Object location annotation data
BEGIN

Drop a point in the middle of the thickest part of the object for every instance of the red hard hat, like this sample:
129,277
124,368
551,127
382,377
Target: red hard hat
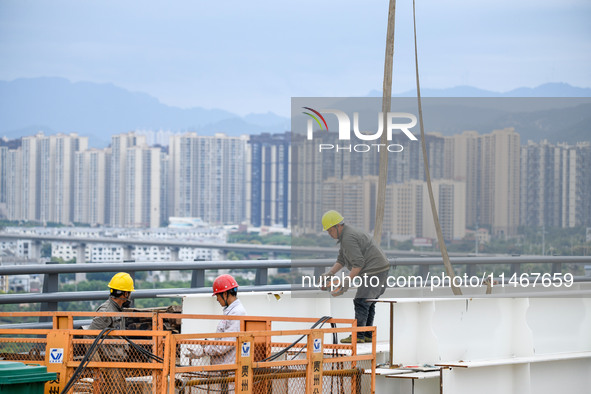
224,283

END

EXERCISE DESCRIPTION:
Reproduce the entries with "red hard hat" changed to "orange hard hat" throughout and everything else left as is. Omit the pictures from your output.

ANSWER IN FULL:
Drop a point in the middle of the thickest part of the object for every instance of the orange hard hat, like this sample:
129,277
124,368
551,127
382,377
Target: orange hard hat
224,283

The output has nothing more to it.